_DIRECTIONS FOR THIS TASK:_ Return every line of the records that contains the string "brown".

(Dataset entries)
# # #
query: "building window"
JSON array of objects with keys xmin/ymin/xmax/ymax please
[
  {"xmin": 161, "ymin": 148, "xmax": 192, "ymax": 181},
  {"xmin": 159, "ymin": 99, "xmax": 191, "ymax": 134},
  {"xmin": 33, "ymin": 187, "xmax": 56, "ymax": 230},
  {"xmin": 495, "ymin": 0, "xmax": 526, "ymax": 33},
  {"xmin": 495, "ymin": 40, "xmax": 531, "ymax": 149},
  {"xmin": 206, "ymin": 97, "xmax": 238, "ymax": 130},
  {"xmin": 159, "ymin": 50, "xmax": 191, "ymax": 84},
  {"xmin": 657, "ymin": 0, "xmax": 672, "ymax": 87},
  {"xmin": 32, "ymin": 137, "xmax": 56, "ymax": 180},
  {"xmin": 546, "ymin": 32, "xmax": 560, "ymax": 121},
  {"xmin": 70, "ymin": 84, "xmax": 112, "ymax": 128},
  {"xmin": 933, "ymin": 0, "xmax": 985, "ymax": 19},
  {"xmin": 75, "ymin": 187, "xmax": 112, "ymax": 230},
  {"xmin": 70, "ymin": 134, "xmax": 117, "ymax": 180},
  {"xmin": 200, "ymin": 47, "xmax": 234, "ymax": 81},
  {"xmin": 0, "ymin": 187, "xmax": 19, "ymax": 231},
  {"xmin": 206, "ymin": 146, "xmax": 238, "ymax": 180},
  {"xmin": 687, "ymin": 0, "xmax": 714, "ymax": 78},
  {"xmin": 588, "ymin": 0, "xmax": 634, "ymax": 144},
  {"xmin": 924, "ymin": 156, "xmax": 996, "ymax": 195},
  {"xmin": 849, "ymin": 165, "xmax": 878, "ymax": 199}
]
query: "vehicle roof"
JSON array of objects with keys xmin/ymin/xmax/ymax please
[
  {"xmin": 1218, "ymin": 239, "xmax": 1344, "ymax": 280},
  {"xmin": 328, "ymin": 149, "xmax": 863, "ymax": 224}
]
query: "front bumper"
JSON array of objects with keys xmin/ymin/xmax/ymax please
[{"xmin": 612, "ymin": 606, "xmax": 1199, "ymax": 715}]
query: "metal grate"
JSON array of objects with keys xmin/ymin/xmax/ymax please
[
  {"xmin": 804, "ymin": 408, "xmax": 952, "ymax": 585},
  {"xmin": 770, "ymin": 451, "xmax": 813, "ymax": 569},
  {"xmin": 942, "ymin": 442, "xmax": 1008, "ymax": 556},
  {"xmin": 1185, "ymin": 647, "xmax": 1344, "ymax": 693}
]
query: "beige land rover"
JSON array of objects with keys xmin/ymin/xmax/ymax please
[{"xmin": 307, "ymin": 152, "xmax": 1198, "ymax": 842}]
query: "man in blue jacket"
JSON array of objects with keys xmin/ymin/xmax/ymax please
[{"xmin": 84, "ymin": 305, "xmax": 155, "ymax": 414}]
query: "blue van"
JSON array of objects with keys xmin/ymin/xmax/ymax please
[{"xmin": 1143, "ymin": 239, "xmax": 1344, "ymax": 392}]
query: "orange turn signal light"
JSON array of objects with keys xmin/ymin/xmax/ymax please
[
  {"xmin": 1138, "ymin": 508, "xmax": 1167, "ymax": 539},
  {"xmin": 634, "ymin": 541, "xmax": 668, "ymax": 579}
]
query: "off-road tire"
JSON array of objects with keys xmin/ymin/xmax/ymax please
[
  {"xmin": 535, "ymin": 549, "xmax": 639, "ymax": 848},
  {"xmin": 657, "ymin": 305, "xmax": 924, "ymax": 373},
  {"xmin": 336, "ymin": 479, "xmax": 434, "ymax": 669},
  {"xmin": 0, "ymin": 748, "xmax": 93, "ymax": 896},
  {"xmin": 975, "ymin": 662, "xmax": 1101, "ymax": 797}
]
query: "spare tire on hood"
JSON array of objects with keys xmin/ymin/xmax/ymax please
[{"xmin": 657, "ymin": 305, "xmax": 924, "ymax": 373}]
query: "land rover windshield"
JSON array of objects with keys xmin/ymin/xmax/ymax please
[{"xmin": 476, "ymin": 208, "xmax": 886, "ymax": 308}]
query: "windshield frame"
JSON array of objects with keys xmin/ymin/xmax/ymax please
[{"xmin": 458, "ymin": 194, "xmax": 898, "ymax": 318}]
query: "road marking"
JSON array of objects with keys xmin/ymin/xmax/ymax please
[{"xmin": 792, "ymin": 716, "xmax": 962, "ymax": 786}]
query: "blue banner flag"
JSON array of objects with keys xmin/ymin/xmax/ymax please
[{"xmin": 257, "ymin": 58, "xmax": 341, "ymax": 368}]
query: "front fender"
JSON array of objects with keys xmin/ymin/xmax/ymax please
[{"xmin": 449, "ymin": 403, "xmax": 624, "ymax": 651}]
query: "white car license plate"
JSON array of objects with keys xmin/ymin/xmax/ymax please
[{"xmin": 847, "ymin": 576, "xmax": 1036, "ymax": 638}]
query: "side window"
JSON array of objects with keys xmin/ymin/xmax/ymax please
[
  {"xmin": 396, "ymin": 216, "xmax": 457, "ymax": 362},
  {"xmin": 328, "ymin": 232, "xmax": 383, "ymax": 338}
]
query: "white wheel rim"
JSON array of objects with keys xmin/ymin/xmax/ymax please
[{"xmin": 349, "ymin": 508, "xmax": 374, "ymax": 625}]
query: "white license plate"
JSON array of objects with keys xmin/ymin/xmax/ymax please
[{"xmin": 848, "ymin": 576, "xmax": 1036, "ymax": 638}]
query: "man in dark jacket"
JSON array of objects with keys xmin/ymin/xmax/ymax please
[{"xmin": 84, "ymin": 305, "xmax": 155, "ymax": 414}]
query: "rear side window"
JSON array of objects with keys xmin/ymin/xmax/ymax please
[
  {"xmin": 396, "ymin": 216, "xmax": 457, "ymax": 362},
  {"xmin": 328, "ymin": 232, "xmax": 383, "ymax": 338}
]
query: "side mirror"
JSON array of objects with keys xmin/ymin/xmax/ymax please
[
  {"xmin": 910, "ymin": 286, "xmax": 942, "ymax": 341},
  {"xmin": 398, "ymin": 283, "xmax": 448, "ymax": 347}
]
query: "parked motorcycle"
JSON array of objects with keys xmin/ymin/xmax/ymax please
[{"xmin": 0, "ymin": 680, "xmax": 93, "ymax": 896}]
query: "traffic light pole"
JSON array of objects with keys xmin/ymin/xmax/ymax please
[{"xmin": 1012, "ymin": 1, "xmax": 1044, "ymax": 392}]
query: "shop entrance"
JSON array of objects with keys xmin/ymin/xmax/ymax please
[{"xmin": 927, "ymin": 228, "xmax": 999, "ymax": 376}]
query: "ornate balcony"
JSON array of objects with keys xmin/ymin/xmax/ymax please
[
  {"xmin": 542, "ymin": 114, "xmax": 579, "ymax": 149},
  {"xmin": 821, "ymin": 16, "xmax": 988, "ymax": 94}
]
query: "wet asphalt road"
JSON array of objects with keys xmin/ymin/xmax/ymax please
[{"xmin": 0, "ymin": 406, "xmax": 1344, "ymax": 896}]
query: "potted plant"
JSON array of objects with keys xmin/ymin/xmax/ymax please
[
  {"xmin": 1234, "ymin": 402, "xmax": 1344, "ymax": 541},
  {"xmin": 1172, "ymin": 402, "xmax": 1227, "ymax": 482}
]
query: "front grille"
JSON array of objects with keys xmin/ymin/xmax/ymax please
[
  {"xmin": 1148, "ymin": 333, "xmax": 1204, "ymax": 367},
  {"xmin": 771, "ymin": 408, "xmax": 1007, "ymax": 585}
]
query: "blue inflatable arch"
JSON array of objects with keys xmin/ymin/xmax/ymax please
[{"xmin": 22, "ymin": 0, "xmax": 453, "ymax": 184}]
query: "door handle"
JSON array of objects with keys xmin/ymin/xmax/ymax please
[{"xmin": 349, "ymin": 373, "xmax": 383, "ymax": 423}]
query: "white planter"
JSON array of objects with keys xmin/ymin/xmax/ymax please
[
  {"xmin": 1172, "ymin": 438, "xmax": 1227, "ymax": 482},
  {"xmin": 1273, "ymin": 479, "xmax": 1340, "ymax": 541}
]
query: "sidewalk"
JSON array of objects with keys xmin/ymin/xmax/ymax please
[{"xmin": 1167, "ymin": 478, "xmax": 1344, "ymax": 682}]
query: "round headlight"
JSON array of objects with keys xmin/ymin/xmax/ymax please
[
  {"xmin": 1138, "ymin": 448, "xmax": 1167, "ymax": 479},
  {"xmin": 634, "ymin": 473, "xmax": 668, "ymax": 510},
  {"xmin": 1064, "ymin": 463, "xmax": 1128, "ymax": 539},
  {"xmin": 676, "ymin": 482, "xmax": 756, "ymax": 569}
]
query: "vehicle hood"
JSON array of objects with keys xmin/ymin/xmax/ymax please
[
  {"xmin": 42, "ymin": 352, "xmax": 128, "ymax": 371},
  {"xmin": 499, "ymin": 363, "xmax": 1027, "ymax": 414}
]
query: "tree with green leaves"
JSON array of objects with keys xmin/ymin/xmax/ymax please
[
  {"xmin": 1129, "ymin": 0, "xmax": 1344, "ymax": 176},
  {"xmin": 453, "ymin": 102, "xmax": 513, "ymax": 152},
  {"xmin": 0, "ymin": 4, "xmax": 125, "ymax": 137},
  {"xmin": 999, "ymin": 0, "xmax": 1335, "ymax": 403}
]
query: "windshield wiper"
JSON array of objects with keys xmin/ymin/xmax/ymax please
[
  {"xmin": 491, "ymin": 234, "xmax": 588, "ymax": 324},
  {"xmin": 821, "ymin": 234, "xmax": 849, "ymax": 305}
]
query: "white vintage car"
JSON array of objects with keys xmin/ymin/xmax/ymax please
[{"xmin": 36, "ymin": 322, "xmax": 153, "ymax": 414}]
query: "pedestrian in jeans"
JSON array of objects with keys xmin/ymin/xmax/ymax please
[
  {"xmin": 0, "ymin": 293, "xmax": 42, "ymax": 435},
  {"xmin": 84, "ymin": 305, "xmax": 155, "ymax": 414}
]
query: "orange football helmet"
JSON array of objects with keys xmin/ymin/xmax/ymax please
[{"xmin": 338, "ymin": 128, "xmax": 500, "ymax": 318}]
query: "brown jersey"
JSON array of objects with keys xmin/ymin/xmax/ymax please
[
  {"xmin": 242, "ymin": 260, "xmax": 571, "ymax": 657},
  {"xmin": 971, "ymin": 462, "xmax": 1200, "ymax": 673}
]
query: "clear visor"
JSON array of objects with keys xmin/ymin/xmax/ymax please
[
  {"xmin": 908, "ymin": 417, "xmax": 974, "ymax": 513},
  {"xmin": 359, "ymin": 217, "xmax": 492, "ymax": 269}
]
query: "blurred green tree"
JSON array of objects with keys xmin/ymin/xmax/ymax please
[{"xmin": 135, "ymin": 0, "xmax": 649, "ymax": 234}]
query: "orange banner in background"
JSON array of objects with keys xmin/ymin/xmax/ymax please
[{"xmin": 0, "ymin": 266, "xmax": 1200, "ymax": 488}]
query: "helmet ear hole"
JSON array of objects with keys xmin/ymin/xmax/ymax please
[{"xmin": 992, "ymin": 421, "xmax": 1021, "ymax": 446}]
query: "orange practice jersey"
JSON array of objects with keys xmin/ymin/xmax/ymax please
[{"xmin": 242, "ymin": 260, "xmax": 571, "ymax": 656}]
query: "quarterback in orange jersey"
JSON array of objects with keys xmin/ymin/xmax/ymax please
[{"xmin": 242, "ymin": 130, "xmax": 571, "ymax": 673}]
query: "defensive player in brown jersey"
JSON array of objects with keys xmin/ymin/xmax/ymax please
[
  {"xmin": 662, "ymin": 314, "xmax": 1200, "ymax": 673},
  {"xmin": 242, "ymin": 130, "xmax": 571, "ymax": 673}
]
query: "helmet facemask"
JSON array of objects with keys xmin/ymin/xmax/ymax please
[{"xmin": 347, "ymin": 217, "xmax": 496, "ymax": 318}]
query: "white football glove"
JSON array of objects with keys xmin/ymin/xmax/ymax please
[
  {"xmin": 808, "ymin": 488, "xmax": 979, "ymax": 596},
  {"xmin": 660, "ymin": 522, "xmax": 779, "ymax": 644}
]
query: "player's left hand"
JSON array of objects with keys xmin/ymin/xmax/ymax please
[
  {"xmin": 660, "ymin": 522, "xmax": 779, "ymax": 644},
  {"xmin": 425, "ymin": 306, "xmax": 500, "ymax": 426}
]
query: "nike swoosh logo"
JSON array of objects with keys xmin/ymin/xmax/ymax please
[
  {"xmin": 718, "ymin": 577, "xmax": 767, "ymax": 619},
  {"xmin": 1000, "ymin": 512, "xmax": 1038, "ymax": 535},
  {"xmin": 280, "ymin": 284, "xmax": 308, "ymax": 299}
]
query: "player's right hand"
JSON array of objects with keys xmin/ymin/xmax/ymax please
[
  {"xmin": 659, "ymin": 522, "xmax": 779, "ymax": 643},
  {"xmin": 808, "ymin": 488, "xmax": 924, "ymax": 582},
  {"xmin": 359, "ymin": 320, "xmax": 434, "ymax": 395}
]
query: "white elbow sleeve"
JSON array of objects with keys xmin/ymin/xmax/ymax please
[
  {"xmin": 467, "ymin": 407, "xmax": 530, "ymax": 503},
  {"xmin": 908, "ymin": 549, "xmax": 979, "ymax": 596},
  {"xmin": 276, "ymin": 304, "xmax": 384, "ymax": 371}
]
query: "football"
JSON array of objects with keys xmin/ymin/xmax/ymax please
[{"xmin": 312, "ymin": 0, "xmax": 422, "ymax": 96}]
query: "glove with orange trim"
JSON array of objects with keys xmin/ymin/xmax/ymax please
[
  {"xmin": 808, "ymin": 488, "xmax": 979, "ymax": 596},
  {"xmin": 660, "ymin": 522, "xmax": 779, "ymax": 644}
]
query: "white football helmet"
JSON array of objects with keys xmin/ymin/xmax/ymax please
# # #
_COMPLETE RESPONSE:_
query: "brown jersey"
query: "defensive player in brown jersey"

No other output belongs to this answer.